What to do:
Give back, unchanged and character for character, the records below from the line containing "You'll find toilet tank" up to and including the line containing "[[494, 0, 640, 112], [40, 0, 450, 191]]".

Start

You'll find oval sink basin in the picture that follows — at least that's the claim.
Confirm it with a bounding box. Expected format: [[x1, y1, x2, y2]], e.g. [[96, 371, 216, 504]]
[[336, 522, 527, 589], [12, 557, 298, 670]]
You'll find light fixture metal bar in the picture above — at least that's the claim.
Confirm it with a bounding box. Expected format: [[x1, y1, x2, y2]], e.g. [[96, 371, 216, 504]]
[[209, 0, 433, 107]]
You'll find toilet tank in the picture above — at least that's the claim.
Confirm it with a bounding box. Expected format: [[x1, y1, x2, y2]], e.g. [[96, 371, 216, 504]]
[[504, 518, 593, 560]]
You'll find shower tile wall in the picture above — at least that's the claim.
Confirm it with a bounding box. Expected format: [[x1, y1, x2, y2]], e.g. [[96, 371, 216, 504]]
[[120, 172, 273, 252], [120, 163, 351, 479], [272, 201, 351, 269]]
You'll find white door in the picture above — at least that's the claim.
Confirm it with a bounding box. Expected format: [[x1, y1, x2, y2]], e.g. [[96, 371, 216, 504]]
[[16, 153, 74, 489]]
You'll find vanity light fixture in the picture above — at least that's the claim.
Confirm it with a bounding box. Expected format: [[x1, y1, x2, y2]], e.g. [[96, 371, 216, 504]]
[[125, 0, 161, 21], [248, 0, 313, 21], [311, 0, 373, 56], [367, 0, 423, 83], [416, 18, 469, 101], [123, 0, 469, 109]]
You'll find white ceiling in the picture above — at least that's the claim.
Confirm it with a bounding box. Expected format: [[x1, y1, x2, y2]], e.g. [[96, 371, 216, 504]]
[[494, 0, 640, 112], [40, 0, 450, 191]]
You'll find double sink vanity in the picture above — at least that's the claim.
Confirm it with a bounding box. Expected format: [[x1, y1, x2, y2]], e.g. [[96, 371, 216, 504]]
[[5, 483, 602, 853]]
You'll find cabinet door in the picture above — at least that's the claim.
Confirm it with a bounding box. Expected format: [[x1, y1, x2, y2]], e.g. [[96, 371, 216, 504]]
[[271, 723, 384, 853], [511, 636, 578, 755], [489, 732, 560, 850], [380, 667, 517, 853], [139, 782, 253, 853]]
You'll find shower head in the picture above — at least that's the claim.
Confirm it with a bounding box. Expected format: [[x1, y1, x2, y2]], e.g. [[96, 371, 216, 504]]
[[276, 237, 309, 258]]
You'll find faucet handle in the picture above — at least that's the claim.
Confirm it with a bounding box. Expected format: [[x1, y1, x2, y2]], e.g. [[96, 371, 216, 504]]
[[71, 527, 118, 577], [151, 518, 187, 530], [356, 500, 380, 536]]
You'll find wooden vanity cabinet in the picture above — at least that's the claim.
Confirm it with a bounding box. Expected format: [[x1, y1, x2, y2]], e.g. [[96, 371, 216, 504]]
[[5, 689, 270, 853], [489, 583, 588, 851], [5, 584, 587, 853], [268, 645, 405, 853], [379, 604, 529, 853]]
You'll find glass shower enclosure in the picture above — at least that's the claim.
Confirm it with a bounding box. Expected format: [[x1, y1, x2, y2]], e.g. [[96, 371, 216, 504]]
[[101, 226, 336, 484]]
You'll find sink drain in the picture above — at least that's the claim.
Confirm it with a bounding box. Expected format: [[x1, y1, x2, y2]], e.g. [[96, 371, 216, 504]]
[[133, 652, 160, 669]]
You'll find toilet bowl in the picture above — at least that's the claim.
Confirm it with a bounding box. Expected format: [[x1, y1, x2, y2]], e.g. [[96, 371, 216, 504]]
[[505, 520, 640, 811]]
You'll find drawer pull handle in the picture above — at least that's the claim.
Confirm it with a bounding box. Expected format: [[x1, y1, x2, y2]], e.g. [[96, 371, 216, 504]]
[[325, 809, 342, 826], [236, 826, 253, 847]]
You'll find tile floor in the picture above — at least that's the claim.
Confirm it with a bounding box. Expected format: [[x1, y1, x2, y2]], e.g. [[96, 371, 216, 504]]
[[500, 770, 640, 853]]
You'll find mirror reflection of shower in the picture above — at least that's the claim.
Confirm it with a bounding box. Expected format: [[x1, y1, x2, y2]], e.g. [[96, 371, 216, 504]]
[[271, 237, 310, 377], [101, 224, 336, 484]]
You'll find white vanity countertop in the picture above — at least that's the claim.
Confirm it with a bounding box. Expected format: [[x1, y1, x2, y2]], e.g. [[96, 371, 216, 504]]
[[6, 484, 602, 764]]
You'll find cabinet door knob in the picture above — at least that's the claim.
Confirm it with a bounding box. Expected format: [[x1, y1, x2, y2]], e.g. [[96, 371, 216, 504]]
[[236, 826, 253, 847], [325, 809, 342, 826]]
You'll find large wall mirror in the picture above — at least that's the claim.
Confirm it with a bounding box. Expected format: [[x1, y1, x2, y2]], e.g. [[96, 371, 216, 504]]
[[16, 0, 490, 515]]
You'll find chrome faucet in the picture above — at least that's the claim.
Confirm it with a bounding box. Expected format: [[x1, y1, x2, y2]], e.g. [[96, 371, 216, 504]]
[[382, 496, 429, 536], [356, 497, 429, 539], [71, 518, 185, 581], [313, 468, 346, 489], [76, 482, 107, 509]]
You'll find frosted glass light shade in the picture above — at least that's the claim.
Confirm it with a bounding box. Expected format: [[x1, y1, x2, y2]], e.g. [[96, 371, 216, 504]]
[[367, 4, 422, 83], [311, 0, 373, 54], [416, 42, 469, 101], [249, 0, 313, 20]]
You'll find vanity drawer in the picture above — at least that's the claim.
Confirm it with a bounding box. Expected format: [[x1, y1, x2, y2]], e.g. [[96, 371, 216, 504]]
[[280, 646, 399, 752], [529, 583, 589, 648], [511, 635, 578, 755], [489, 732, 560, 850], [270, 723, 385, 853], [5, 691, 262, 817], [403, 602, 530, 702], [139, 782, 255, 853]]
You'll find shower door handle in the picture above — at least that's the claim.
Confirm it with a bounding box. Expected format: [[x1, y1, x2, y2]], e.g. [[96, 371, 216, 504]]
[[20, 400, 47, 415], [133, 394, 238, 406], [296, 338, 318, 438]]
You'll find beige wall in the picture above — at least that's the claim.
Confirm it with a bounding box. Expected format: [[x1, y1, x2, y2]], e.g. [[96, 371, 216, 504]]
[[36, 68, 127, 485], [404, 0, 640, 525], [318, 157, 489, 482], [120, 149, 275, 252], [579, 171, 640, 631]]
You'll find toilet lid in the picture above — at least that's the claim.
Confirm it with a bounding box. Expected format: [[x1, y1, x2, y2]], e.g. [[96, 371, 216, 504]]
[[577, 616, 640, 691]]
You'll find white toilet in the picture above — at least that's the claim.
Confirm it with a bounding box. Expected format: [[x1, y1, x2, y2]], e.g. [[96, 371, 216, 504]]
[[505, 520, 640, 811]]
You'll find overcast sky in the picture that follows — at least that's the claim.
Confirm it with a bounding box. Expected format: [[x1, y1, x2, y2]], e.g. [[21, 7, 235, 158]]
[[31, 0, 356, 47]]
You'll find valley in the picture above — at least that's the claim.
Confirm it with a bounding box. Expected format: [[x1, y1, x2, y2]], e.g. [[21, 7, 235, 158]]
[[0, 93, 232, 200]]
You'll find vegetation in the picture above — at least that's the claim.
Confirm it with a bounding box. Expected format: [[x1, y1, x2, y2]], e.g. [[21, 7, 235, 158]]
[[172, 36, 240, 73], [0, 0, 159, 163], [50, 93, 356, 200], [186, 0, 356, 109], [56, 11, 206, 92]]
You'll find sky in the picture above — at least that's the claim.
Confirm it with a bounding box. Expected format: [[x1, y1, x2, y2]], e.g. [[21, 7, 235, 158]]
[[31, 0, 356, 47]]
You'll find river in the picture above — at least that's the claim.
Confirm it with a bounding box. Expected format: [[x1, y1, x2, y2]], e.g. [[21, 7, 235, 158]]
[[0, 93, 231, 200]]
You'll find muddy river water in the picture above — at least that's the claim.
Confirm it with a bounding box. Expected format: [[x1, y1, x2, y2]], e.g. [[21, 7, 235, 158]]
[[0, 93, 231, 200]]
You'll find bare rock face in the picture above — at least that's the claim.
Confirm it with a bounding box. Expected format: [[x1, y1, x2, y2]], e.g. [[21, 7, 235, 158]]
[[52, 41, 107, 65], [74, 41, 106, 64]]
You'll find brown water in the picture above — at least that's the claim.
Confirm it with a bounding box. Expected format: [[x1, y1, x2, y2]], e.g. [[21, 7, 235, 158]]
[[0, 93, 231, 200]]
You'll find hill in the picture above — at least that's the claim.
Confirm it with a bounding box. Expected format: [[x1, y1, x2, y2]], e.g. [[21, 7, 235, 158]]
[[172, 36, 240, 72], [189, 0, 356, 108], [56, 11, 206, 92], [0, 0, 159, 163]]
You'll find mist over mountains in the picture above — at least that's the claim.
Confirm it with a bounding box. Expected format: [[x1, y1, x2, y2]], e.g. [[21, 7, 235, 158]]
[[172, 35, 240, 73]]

End

Written response:
You'll find toilet tank in the picture above — at least that's the claim.
Confirm it with a bounding box. Expected format: [[x1, y1, x2, y2]], e.g. [[96, 371, 216, 504]]
[[504, 518, 593, 560]]
You'll find shower tile wall in the picture above — at least that's the claim.
Confirm it with a bounding box. Expected format: [[x1, y1, x2, y2]], e.g. [[96, 371, 216, 504]]
[[120, 172, 273, 252], [120, 163, 351, 479], [272, 201, 351, 269]]
You'll find white door in the picture above — at least that's the claim.
Confirm it with a bounding box. Expected format: [[x1, y1, x2, y2]], e.g. [[96, 371, 216, 504]]
[[16, 153, 74, 489]]
You'll find vanity light fixture in the picture above — at least that's the claim.
Confirm it with a bounding box. Expected format: [[x1, y1, x2, y2]], e.g. [[96, 371, 216, 504]]
[[125, 0, 161, 21], [248, 0, 313, 21], [311, 0, 373, 56], [367, 0, 423, 83], [416, 18, 469, 101], [123, 0, 469, 109]]
You'll find white ceiling in the picture above — at least that's the claim.
Confirm it with a bounding box. Expected format: [[x1, y1, x2, y2]], e.g. [[96, 371, 216, 504]]
[[494, 0, 640, 112], [40, 0, 450, 191]]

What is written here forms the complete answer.